◆ WORK TO COMPLETE: Select every line of the material below that contains the word "creamy" and copy each of those lines in full. Case counts.

◆ THE INPUT:
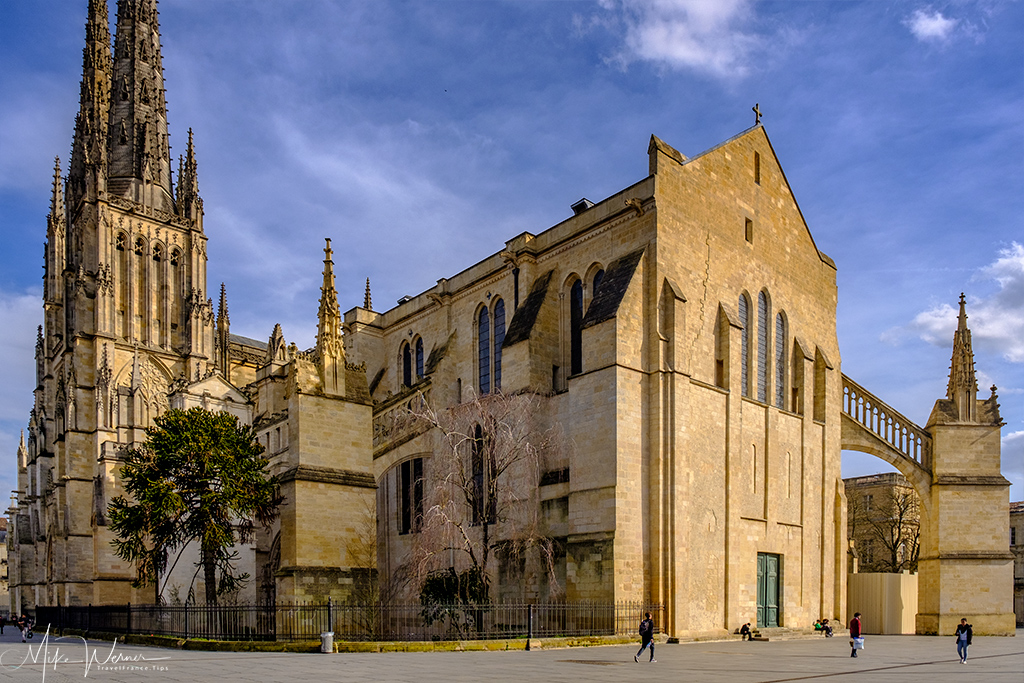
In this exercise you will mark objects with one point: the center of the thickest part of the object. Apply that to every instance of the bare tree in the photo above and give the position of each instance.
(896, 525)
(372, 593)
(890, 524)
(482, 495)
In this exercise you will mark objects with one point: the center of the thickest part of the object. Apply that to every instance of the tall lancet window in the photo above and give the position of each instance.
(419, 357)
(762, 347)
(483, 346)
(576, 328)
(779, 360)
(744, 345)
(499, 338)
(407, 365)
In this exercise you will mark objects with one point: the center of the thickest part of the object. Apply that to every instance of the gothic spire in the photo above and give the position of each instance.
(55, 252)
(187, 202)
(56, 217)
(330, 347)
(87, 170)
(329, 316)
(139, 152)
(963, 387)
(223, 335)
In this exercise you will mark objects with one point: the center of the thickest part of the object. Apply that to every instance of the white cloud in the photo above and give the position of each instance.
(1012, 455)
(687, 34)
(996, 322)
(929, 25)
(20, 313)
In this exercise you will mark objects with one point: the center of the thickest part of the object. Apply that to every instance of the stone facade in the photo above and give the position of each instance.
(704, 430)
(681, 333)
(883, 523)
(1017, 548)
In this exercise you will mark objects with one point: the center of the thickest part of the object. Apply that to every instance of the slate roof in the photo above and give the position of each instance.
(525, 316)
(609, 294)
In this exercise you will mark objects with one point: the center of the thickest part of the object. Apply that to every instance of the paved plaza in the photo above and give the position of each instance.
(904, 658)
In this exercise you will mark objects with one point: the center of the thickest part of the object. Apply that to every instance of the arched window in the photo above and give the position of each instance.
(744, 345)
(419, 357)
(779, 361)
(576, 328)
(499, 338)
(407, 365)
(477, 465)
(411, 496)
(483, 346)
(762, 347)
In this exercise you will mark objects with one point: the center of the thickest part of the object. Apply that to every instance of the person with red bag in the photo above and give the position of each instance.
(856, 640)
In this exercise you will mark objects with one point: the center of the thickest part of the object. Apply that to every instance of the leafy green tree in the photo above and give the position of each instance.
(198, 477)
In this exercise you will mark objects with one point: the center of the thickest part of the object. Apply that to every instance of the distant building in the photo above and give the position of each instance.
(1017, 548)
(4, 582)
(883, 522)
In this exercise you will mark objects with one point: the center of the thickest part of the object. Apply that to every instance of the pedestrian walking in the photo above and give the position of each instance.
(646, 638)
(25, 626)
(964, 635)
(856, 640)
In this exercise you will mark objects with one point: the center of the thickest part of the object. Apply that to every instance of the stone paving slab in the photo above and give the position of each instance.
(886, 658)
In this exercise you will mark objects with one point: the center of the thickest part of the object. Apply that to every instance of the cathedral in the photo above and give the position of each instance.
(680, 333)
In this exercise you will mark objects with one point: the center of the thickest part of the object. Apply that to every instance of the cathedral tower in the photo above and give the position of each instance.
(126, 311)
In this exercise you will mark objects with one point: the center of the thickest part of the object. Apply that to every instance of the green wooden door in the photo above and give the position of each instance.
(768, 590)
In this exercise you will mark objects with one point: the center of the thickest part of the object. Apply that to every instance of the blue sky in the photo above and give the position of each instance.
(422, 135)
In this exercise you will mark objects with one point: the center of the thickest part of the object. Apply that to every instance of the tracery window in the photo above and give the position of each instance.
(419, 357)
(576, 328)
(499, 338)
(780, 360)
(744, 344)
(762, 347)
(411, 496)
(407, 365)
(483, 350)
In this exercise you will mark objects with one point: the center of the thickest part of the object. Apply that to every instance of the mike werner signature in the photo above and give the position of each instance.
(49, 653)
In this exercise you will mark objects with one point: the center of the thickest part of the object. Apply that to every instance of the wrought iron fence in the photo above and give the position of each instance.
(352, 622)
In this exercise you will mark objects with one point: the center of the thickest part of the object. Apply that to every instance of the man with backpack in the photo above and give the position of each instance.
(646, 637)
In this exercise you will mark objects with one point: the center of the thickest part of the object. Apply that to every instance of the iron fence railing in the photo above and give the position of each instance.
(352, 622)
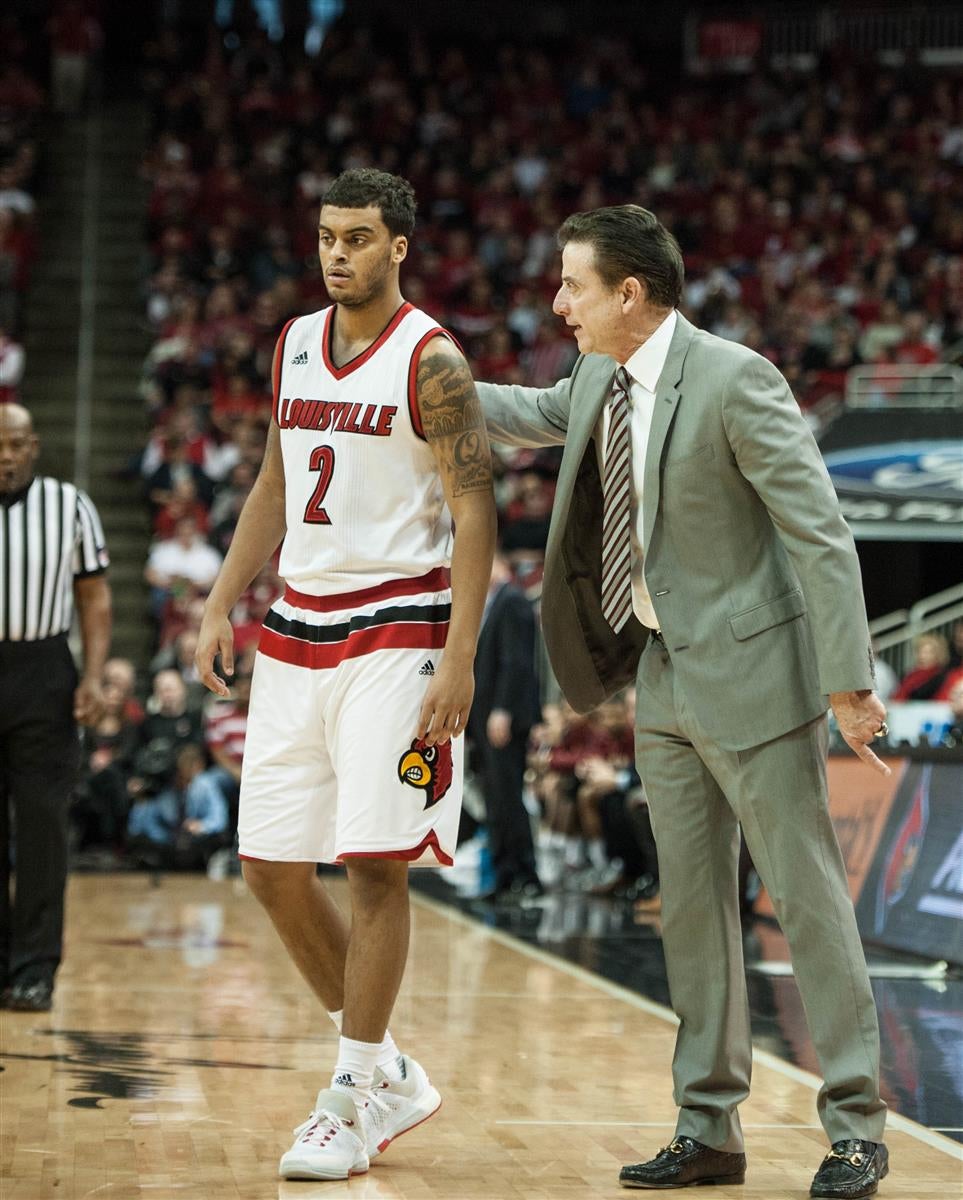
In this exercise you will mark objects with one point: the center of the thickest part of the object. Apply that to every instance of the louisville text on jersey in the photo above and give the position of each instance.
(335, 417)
==
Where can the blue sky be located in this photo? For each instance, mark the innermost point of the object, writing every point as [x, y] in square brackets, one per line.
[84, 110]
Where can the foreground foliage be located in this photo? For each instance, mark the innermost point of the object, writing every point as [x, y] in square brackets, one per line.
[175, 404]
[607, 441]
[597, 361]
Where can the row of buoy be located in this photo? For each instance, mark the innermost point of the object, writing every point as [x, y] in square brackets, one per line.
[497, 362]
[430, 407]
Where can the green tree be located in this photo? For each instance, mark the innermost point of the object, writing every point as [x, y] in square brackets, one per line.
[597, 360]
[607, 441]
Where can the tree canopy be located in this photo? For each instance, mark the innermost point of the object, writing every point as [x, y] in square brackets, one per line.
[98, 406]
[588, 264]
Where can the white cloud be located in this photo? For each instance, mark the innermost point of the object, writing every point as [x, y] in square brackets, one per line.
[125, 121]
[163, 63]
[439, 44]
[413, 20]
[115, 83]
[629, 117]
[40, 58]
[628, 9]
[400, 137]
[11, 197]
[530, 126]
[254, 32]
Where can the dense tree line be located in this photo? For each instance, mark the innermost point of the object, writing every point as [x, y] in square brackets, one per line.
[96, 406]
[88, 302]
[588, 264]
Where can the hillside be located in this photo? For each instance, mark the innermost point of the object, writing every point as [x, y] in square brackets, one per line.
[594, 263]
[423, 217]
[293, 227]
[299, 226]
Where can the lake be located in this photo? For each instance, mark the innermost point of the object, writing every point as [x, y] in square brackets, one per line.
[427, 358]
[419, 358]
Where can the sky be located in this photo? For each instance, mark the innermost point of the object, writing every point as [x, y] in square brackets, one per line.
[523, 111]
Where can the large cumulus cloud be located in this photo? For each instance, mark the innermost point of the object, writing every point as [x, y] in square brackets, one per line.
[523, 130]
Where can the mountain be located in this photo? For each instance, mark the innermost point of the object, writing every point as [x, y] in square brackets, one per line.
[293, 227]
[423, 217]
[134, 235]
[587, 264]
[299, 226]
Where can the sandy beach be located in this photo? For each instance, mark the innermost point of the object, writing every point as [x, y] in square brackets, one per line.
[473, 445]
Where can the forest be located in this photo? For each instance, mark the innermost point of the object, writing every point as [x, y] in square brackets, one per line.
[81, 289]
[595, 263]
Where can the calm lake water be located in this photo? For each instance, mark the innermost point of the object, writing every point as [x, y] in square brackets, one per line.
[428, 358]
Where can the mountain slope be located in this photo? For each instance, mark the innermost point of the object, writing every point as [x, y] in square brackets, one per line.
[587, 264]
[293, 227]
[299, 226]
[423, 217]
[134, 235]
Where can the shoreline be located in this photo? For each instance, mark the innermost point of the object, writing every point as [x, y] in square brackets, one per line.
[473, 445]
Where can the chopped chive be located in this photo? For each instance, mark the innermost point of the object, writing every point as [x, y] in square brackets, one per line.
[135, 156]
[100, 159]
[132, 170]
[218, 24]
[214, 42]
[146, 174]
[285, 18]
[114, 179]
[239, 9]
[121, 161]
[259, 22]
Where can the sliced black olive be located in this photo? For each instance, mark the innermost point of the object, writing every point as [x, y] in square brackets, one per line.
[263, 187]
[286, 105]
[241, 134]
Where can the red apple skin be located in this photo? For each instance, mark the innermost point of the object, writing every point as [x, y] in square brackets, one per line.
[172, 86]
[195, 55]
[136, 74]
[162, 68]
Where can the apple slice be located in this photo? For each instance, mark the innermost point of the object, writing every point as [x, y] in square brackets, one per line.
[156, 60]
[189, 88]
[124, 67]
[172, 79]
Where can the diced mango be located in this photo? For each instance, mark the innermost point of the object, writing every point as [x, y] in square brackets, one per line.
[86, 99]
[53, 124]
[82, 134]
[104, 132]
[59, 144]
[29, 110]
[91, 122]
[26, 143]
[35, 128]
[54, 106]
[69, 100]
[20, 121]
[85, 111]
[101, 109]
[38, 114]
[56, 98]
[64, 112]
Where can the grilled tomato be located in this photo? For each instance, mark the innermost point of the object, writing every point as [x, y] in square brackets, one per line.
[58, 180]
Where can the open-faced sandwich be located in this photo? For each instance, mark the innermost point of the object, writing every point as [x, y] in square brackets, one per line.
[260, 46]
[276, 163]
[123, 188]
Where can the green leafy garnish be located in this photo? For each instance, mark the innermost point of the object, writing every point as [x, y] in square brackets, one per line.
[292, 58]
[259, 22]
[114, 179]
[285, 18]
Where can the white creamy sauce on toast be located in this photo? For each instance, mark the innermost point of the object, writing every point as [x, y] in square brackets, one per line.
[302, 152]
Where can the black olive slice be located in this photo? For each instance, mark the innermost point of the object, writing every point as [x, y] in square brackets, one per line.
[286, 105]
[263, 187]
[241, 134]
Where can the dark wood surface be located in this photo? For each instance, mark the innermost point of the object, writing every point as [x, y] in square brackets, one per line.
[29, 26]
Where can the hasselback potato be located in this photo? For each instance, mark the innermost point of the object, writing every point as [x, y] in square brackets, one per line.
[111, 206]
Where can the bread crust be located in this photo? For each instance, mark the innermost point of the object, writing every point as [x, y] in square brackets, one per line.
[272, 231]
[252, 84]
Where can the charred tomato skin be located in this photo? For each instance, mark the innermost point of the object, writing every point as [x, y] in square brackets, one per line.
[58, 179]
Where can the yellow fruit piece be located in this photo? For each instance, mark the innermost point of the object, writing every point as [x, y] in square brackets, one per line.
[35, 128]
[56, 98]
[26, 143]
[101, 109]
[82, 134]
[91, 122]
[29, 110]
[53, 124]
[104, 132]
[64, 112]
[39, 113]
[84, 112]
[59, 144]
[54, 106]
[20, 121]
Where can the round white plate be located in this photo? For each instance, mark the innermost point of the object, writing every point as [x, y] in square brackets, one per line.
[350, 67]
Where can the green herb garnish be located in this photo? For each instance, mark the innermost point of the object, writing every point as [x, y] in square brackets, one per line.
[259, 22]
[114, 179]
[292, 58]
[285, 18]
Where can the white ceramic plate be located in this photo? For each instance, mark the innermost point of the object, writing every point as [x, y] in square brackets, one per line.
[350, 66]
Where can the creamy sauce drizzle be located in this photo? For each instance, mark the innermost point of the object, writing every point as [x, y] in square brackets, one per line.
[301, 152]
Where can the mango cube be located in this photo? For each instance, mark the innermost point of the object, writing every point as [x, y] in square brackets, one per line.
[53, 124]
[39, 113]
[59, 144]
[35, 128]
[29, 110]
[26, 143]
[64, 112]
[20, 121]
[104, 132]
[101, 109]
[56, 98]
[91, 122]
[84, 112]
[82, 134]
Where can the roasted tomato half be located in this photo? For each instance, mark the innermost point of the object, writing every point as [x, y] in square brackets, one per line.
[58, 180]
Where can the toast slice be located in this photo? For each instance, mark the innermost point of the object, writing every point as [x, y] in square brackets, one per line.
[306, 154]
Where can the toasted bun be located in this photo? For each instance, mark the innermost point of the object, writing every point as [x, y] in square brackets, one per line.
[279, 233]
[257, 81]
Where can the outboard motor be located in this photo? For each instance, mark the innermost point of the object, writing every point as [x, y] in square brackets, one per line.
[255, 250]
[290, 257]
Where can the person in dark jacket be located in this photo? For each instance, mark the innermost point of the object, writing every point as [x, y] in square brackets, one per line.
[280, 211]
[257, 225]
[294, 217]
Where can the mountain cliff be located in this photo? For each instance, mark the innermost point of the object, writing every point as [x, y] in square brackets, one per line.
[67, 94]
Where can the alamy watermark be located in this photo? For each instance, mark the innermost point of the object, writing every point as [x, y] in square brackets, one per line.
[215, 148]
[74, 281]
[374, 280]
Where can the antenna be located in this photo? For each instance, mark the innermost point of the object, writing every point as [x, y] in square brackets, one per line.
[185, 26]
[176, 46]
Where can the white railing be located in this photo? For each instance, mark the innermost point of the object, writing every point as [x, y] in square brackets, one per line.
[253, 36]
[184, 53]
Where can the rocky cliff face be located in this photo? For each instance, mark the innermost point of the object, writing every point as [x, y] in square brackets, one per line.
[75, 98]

◆ SOLUTION TO THIS EXERCISE:
Where can the white creamy sauce on toast be located in this photo? For each instance, mark the innermost point of the object, writing every point as [x, y] in square brackets, one per line.
Where can the creamy sauce drizzle be located in this photo? For each instance, mark the innermost point of the object, writing every point as [x, y] in square brackets, one per line.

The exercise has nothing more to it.